Parts of the exercise:
• a. Summarize the storm passage in two sentences.
• b. Name every person the storm passage identifies by name, with the title given for each.
• c. Reproduce the storm passage from "People in the" up to and including "of the storm.".

Given passage:
——

Arlington Mayor Robert Cluck issued a disaster declaration after the storm passed through, paving the way for state and federal aid. Sen. John Cornyn issued a statement saying anyone who needs assistance should contact his office.
Damage was reported to four neighborhoods in Arlington, and there were reports of ruptured gas lines. The gas companies were working to resolve those issues, an Arlington police spokeswoman said.
The massive Parks at Arlington mall at Cooper Street and Interstate 20 shut down, and management ordered shoppers and others into the basement. Employees at Cowboys Stadium were moved into the tunnels.
The Arlington Fire Department reported heavy damage near Lake Arlington at the Green Oaks Nursing Home and asked Fort Worth firefighters to assist with damage and injuries there. About 130 residents were affected after a section of roof blew off and a wall collapsed, according to Fox4 News. Damage was also reported at the Chesterfield Apartments, 5700 Median Way in Arlington.
Despite the storms, the Rangers game vs. the Mexico City Red Devils was still scheduled to go on Tuesday night at the Rangers Ballpark.
Schoolchildren in multiple cities, as well as travelers at Dallas-Fort Worth International Airport and Love Field in Dallas, were ordered into "safe zones" and shelters. Golfball-sized hail was reported at DFW.
The widespread storm made it difficult to keep track of funnel clouds and hail storms because so many were happening at once across multiple counties.
People in the line of the storm were urged to seek shelter immediately. Students, public officials and shoppers across DFW were taking cover as the tornadoes touched ground.
DFW Airport officials told passengers to move away from glass windows and to take cover in its storm shelters at its terminals.
The Federal Aviation Administration also issued a ground stop for flights coming into and out of DFW because of the storms.
DFW Airport spokesman David Magana said passengers should expect delays and incoming flights may be diverted to get out of the way of the storm.
American Airlines canceled the rest of its flight schedule out of DFW for the day. It said 68 planes had to be inspected for hail damage.
Trinity Railway Express trains quit running and were not expected to resume until the danger passed, a Dallas Area Rapid Transit official said in an email alert. The commuter rail line runs Monday through Saturday from downtown Fort Worth to Dallas.
The first tornado was spotted near Joshua about 12:44 p.m., according to the weather service, moving northeast at 25 mph.
Johnson County Sheriff’s Lt. Tim Jones said he was trying to find a place to set up a command center.

——

Information given:

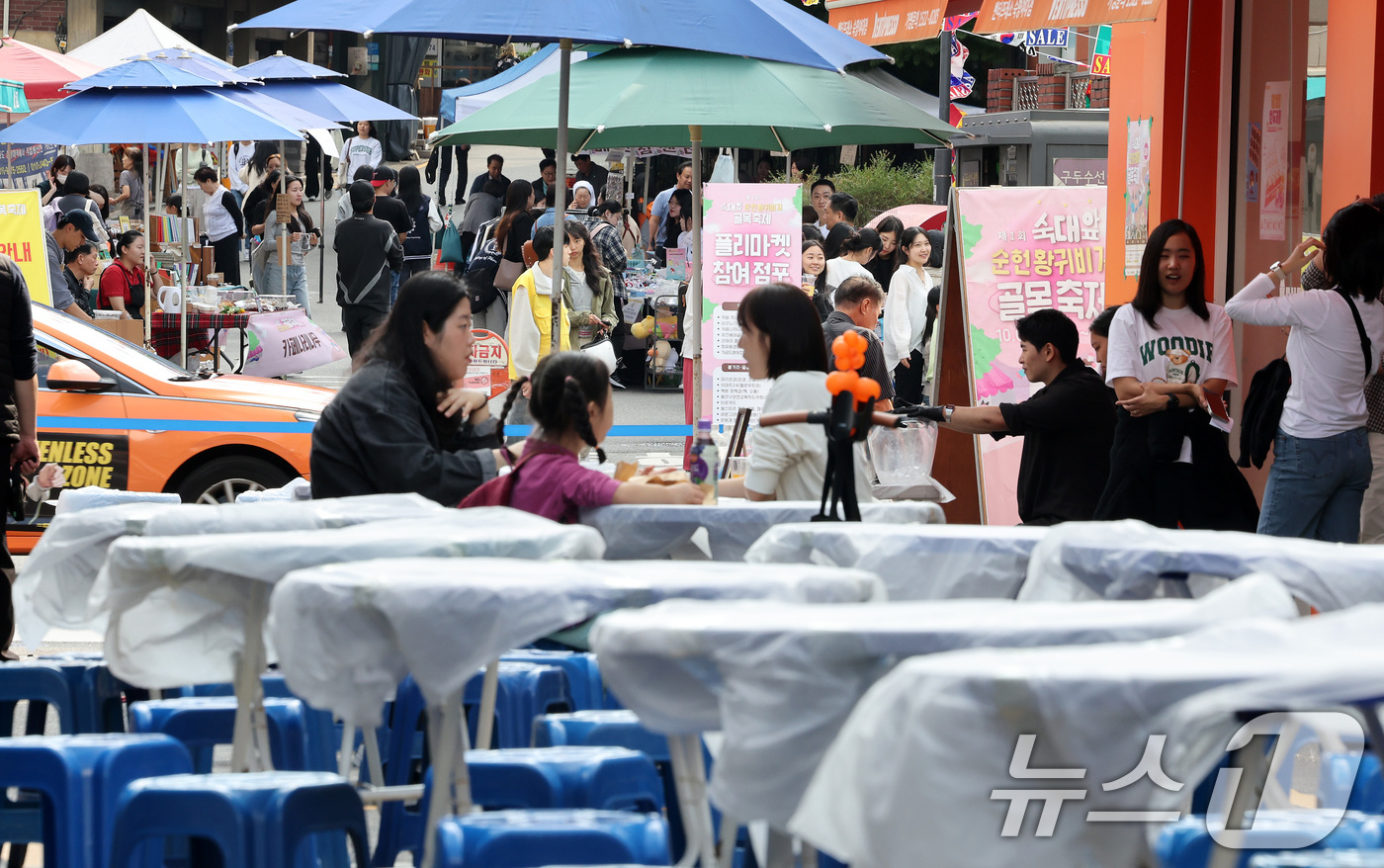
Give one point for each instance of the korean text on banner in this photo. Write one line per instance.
(1273, 196)
(881, 23)
(287, 342)
(751, 234)
(21, 239)
(1023, 249)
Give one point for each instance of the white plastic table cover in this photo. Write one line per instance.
(779, 680)
(1124, 560)
(915, 561)
(915, 767)
(177, 604)
(54, 586)
(346, 635)
(637, 532)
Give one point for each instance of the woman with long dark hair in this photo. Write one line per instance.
(1322, 462)
(782, 339)
(398, 424)
(514, 228)
(590, 295)
(1167, 349)
(890, 253)
(302, 238)
(425, 221)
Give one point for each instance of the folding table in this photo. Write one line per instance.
(346, 635)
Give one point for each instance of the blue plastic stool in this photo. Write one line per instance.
(300, 736)
(1187, 844)
(255, 820)
(532, 839)
(83, 777)
(583, 673)
(525, 691)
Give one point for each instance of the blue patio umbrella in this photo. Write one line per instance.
(141, 73)
(279, 65)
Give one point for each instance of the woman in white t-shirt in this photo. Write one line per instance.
(1168, 348)
(857, 249)
(782, 341)
(362, 149)
(1321, 453)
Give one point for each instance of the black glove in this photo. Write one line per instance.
(933, 414)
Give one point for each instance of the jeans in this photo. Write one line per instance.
(297, 284)
(1317, 486)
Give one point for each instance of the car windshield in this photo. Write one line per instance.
(118, 352)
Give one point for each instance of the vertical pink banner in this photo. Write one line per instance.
(1023, 249)
(751, 234)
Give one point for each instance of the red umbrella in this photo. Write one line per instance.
(42, 72)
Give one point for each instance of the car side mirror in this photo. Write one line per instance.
(72, 376)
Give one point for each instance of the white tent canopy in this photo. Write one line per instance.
(140, 34)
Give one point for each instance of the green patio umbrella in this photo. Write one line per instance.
(673, 97)
(650, 97)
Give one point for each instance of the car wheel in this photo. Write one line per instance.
(221, 479)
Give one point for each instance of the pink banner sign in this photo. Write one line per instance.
(287, 342)
(751, 234)
(1023, 249)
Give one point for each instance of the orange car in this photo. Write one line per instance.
(125, 418)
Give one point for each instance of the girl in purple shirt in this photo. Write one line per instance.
(570, 401)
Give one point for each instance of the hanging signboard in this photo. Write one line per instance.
(21, 239)
(881, 23)
(751, 234)
(1019, 249)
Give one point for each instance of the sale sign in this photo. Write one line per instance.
(1023, 249)
(751, 234)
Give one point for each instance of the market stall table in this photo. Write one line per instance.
(778, 680)
(346, 635)
(54, 587)
(1131, 560)
(636, 532)
(191, 609)
(915, 561)
(923, 763)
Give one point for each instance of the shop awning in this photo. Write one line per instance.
(1010, 16)
(879, 23)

——

Outputs for the tasks:
• a. Storms with tornadoes and hail damaged neighborhoods, a nursing home and apartments in Arlington, and the city's mayor issued a disaster declaration to open the way for state and federal aid. Across the Dallas-Fort Worth area, schoolchildren, shoppers, stadium employees and airport travelers were sent to shelters, while flights were halted or canceled and Trinity Railway Express trains stopped running.

• b.
- Arlington Mayor Robert Cluck
- Sen. John Cornyn
- DFW Airport spokesman David Magana
- Johnson County Sheriff's Lt. Tim Jones

• c.
People in the line of the storm were urged to seek shelter immediately. Students, public officials and shoppers across DFW were taking cover as the tornadoes touched ground.
DFW Airport officials told passengers to move away from glass windows and to take cover in its storm shelters at its terminals.
The Federal Aviation Administration also issued a ground stop for flights coming into and out of DFW because of the storms.
DFW Airport spokesman David Magana said passengers should expect delays and incoming flights may be diverted to get out of the way of the storm.